◆ **Stated exercise**
Copy every line of the data exactly, leaving nothing out.

◆ **Records provided**
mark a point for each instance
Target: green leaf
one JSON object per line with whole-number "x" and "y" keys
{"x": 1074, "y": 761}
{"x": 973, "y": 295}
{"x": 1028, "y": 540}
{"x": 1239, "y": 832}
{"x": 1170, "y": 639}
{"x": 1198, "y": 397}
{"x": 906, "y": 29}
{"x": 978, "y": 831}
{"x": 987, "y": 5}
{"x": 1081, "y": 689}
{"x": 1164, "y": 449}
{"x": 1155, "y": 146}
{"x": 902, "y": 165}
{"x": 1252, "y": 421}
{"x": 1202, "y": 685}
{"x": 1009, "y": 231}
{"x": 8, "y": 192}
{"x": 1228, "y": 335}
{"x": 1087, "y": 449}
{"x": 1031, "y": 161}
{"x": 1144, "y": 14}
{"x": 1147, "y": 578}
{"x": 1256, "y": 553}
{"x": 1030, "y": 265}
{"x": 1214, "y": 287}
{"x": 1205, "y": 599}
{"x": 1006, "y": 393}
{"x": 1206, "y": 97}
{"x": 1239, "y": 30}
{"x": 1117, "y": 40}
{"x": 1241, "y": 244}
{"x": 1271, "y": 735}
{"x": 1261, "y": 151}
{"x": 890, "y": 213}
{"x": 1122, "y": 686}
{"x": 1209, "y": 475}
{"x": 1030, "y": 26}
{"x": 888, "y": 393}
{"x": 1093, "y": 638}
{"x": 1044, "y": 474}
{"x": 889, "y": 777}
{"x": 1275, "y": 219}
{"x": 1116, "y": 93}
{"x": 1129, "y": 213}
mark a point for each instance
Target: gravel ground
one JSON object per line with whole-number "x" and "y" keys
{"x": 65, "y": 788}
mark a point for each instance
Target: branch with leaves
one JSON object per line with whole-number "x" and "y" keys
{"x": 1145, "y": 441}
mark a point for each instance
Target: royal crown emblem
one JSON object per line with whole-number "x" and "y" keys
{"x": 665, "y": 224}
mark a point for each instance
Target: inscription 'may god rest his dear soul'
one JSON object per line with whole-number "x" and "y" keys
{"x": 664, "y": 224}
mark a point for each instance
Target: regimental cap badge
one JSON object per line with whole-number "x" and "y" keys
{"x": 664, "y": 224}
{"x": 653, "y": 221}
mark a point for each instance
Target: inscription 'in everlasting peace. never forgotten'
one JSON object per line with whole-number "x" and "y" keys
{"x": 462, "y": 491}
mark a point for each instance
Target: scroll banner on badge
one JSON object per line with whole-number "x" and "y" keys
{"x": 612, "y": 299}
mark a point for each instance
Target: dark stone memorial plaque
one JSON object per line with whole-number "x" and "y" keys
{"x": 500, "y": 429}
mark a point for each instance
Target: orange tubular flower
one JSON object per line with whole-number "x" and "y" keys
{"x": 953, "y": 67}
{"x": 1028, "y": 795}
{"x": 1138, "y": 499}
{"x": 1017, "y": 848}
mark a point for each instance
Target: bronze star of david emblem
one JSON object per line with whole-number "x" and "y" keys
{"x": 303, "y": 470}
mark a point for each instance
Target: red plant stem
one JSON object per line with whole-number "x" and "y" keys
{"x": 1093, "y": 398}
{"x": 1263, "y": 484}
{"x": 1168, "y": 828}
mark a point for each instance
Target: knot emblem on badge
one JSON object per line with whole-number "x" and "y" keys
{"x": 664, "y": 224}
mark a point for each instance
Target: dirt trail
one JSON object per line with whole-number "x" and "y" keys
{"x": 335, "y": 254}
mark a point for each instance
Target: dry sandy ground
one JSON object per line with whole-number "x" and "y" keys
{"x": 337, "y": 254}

◆ **Result of the exercise**
mark a point for each instance
Target: green leaf
one JSON object per line with whole-number "x" and "y" keys
{"x": 1074, "y": 761}
{"x": 973, "y": 295}
{"x": 1028, "y": 540}
{"x": 1239, "y": 832}
{"x": 1170, "y": 639}
{"x": 1198, "y": 397}
{"x": 906, "y": 29}
{"x": 978, "y": 831}
{"x": 987, "y": 5}
{"x": 1081, "y": 689}
{"x": 1164, "y": 449}
{"x": 1155, "y": 146}
{"x": 902, "y": 165}
{"x": 1252, "y": 421}
{"x": 1202, "y": 685}
{"x": 1009, "y": 231}
{"x": 8, "y": 192}
{"x": 1228, "y": 335}
{"x": 1087, "y": 449}
{"x": 1031, "y": 161}
{"x": 1144, "y": 14}
{"x": 1147, "y": 578}
{"x": 1256, "y": 553}
{"x": 1030, "y": 265}
{"x": 1214, "y": 287}
{"x": 1205, "y": 599}
{"x": 1006, "y": 393}
{"x": 1206, "y": 97}
{"x": 1239, "y": 30}
{"x": 1117, "y": 40}
{"x": 1241, "y": 244}
{"x": 1271, "y": 735}
{"x": 1261, "y": 151}
{"x": 890, "y": 213}
{"x": 1122, "y": 686}
{"x": 1209, "y": 475}
{"x": 1030, "y": 26}
{"x": 888, "y": 393}
{"x": 1093, "y": 638}
{"x": 1044, "y": 474}
{"x": 889, "y": 777}
{"x": 1275, "y": 219}
{"x": 1116, "y": 93}
{"x": 1129, "y": 213}
mark a point for each instance
Target: gravel ground
one JSON object per line with whole-number "x" and "y" keys
{"x": 65, "y": 788}
mark a point for each instance
Target: branch with leaves
one JSON object per line with whole-number "x" and "y" keys
{"x": 1145, "y": 441}
mark a point for each instance
Target: royal crown emblem
one JSON object per line with whole-number "x" and "y" keys
{"x": 665, "y": 224}
mark a point for each instance
Target: inscription 'may god rest his dear soul'
one JSON object per line with whole-number "x" and "y" keys
{"x": 664, "y": 224}
mark a point for each instance
Target: regimental cap badge
one JSON object per line with whole-number "x" and "y" keys
{"x": 664, "y": 224}
{"x": 653, "y": 221}
mark a point for each instance
Target: inscription 'in everlasting peace. never forgotten'
one JSON object per line with whole-number "x" and "y" keys
{"x": 462, "y": 491}
mark a point for each instance
Target: scroll banner on badge
one JSON object per line with whole-number "x" and "y" keys
{"x": 612, "y": 299}
mark a point for each instance
Target: dark stone memorial plaque
one JSON object per line with whole-number "x" and "y" keys
{"x": 500, "y": 429}
mark a point for each instance
Target: orange tubular flower
one JSON object per line with whole-number "x" and "y" keys
{"x": 953, "y": 67}
{"x": 1028, "y": 795}
{"x": 1138, "y": 499}
{"x": 1017, "y": 848}
mark a point for each instance
Target: bronze star of david emblem
one JSON object per line with whole-number "x" and "y" keys
{"x": 303, "y": 470}
mark a point for each instance
Target: red plant stem
one JSON object per line with whole-number "x" and "y" keys
{"x": 1093, "y": 398}
{"x": 1263, "y": 484}
{"x": 1168, "y": 828}
mark a point for each instance
Target: knot emblem on badge
one JSON object per line with whole-number "x" and "y" keys
{"x": 664, "y": 224}
mark a point for each instance
Target: dirt trail
one JSON object per line with whole-number "x" and "y" keys
{"x": 335, "y": 254}
mark a point for each instance
Target: dry sandy ground
one JSON object per line with whole-number "x" and "y" keys
{"x": 337, "y": 254}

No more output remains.